## BRANO SCELTO
=====
Tuttavia, potrebbe forse obiettare un relazionalista, come ci si può aspettare che i pazienti siano in grado utilizzare meglio le loro malcomprese funzioni mentali, se le mura portanti della loro mente cadono a pezzi? I calcinacci della mente ci cadono in testa e questi cognitivisti stanno li a mostrare che si possono manovrare gli interruttori della luce e del gas!
È una posizione legittima, anzi proprio a livello teorico il confronto sui dati si farebbe interessante e florido. Ma per garantire un confronto con un paradigma cognitivo, occorre riconoscere che- almeno in parte- si esce fuori dal paradigma cognitivo. Ripetiamo: nulla di male in questo. Semmai, il rischio che paventiamo è quello di muoversi nel mezzo di un ecletticismo teorico, una miscela di teorie, tecniche e prospettive, talvolta aggregate senza consapevolezza piena della loro diversa prospettiva di riferimento. Questo è anche il rischio che potrebbe condurre a una sovrageneralizzazione del pur utile concetto del paziente “difficile”, intuizione di Carlo Perris. Naturalmente non neghiamo l’esistenza di una percentuale di pazienti cosiddetti difficili. Tuttavia l’accumulo eclettico di tecniche di diversa origine può ridurre la consapevolezza del professionista su quali siano le basi stesse del proprio paradigma di riferimento.
=====
## CONTENUTO DEI DATI
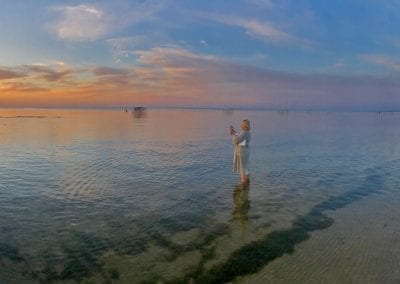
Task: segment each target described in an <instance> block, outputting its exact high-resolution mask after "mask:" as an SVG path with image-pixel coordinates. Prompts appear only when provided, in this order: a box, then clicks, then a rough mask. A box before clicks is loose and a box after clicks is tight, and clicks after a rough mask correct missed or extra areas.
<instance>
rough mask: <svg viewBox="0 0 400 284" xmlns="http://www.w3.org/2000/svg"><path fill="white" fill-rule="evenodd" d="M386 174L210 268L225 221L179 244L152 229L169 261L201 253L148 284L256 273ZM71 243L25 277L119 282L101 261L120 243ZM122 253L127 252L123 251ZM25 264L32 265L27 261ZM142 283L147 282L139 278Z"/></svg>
=====
## ISTRUZIONI DI LAVORO
(1) Riassumi il brano in due frasi.
(2) In base al brano, perché l'accumulo eclettico di tecniche di diversa origine è un rischio? Rispondi in una o due frasi.
(3) Ricopia tutto il brano da "Tuttavia, potrebbe forse" giù fino a "luce e del gas!".

## RISPOSTE AI COMPITI
(1) Un relazionalista potrebbe obiettare che i pazienti non possono usare meglio le loro funzioni mentali se le mura portanti della loro mente cadono a pezzi. Gli autori ritengono legittima questa posizione, ma avvertono che confrontarsi con essa significa uscire in parte dal paradigma cognitivo e temono un ecletticismo teorico che può ridurre la consapevolezza del professionista sulle basi del proprio paradigma.

(2) L'accumulo eclettico di tecniche di diversa origine può ridurre la consapevolezza del professionista su quali siano le basi stesse del proprio paradigma di riferimento. Questo rischio potrebbe anche portare a una sovrageneralizzazione del concetto di paziente "difficile".

(3)
Tuttavia, potrebbe forse obiettare un relazionalista, come ci si può aspettare che i pazienti siano in grado utilizzare meglio le loro malcomprese funzioni mentali, se le mura portanti della loro mente cadono a pezzi? I calcinacci della mente ci cadono in testa e questi cognitivisti stanno li a mostrare che si possono manovrare gli interruttori della luce e del gas!